--- Begin ---

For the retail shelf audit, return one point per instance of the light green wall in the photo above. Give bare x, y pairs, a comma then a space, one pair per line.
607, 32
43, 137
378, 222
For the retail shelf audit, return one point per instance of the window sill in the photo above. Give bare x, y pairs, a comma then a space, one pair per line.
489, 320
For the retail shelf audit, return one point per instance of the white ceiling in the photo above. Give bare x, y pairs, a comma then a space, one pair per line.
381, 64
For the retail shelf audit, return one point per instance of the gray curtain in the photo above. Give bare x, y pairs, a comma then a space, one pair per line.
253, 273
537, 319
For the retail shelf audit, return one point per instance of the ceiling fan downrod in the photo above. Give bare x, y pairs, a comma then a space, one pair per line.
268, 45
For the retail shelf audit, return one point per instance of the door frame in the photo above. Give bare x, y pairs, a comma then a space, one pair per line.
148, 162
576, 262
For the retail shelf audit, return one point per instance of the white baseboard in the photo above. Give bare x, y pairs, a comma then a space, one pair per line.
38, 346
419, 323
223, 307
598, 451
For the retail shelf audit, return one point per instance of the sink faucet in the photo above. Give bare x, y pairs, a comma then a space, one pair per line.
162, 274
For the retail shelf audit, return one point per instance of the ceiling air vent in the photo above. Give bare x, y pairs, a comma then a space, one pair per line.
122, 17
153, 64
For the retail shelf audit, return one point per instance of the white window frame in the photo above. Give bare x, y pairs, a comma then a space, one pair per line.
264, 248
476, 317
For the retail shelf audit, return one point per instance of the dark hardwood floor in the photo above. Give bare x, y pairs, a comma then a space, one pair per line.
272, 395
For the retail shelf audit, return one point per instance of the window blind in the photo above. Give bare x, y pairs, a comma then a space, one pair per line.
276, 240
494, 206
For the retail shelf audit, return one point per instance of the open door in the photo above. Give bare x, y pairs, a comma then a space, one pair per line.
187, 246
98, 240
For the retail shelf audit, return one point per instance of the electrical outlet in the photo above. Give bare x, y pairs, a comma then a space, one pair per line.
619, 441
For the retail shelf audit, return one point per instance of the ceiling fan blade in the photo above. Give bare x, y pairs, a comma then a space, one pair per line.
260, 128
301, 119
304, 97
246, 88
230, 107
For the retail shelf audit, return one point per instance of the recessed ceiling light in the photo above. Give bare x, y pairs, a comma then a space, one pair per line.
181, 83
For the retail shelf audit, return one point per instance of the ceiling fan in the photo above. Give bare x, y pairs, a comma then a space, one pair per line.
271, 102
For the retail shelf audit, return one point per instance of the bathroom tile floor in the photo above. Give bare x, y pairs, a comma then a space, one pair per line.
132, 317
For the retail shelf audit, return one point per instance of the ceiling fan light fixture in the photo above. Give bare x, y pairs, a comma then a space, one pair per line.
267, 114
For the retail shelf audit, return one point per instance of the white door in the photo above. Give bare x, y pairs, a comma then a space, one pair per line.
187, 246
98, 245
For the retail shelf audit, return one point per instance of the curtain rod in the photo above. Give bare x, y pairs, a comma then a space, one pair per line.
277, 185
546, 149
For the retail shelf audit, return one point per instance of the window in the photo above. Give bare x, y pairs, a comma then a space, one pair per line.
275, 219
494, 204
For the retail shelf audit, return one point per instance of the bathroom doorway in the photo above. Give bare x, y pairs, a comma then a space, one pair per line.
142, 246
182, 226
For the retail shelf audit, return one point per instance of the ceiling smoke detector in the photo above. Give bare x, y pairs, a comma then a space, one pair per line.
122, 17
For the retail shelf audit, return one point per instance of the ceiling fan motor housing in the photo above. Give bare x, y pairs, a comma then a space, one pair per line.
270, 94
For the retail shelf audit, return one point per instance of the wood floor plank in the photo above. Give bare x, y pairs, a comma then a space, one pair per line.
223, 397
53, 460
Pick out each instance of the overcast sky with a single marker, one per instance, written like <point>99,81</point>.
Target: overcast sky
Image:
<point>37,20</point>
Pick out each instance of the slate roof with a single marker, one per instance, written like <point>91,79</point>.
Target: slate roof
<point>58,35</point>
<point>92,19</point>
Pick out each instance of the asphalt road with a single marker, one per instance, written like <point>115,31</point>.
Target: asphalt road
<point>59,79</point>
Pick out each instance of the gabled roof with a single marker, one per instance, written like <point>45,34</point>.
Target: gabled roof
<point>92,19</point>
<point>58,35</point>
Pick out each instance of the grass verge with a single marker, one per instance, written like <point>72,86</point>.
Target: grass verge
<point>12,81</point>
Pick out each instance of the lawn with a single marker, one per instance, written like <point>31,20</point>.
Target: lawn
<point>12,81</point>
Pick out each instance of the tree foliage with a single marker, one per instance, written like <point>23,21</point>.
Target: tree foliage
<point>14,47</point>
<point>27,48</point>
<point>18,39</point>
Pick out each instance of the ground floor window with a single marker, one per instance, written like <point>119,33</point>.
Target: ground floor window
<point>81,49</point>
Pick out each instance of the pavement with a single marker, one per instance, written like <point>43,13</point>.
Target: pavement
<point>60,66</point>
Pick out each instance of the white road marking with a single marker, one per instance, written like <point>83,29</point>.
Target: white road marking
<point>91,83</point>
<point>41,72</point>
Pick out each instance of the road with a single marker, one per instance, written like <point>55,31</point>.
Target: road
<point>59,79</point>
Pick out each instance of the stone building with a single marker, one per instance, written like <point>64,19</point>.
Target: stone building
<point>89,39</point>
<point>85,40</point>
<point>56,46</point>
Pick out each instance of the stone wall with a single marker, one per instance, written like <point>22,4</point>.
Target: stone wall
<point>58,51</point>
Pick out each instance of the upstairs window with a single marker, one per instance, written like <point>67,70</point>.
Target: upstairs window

--- End ---

Description of the task: Nothing outside the span should appear: transcribe the lines from the one containing "Pick out each instance of the white" through the last line of the records.

Finished exercise:
Pick out each instance of the white road marking with a single marker, one per instance, written like <point>83,29</point>.
Target: white road marking
<point>91,83</point>
<point>41,72</point>
Pick out each instance of the road with a single marker, one per instance, written like <point>55,31</point>.
Target: road
<point>59,79</point>
Pick out each instance of the stone building with a single marker, one per instance, written like <point>64,19</point>.
Target: stone building
<point>89,39</point>
<point>85,40</point>
<point>56,46</point>
Pick out each instance of the stone wall with a single marker, one per instance, written like <point>22,4</point>.
Target: stone wall
<point>58,51</point>
Pick out each instance of the upstairs window with a single marker, one per instance, written like <point>67,70</point>.
Target: upstairs window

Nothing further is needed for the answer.